Records from a dataset
######
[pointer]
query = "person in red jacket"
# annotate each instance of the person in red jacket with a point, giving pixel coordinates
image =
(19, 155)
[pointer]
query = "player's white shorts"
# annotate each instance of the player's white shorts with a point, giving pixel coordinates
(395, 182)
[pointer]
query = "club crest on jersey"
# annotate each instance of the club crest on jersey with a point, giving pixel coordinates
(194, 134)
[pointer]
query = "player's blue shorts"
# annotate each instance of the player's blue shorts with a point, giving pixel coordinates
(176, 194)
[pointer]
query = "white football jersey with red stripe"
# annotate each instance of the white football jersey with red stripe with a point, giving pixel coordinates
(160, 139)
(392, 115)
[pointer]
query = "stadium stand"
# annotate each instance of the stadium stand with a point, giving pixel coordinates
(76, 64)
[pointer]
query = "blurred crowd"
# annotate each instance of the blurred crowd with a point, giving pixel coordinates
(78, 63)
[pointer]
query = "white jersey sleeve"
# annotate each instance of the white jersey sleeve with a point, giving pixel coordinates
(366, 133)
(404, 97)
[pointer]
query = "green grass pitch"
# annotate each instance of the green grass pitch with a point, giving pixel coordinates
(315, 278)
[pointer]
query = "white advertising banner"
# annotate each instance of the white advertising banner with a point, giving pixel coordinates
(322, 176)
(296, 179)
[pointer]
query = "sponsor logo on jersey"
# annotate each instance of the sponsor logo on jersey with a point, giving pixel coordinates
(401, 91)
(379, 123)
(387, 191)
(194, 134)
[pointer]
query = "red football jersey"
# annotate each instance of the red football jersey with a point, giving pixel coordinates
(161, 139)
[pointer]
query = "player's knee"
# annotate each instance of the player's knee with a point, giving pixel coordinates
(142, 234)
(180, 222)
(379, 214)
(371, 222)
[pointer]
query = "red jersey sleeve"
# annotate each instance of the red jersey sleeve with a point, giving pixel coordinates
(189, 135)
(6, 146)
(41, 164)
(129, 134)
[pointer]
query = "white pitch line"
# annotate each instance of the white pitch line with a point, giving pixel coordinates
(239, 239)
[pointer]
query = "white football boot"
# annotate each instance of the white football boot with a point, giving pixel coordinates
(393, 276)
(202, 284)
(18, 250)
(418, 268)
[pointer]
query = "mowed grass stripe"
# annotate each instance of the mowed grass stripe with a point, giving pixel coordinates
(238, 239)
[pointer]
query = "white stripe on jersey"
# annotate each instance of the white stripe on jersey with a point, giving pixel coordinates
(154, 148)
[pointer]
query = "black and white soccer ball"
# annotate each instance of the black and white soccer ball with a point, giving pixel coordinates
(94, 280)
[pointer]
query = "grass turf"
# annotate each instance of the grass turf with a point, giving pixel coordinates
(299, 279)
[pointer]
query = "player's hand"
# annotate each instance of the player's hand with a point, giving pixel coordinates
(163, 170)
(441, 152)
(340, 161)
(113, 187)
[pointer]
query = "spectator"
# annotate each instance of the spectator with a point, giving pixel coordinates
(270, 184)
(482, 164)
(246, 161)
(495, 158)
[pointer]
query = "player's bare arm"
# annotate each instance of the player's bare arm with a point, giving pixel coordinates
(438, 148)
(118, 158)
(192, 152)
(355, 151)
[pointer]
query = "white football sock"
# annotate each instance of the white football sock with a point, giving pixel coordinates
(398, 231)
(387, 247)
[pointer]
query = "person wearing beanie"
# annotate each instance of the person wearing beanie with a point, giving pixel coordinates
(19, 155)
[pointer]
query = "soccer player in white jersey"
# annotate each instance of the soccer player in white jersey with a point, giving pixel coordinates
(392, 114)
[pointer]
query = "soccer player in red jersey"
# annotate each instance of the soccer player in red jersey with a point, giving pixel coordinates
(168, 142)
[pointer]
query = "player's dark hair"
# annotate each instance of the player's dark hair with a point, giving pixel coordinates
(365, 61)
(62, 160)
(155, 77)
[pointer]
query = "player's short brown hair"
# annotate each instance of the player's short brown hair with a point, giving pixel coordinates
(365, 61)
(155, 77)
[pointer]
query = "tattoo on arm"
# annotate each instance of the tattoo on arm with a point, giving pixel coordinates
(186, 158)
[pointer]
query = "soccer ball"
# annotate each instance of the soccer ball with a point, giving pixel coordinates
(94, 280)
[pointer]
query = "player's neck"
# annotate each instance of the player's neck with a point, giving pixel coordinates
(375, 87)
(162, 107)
######
### THE TASK
Show every line of the listing above that contains the word "wearing", matching case exactly.

### RIGHT ANSWER
query = "person wearing beanie"
# annotate each instance of the person wearing beanie with a point, giving pixel coordinates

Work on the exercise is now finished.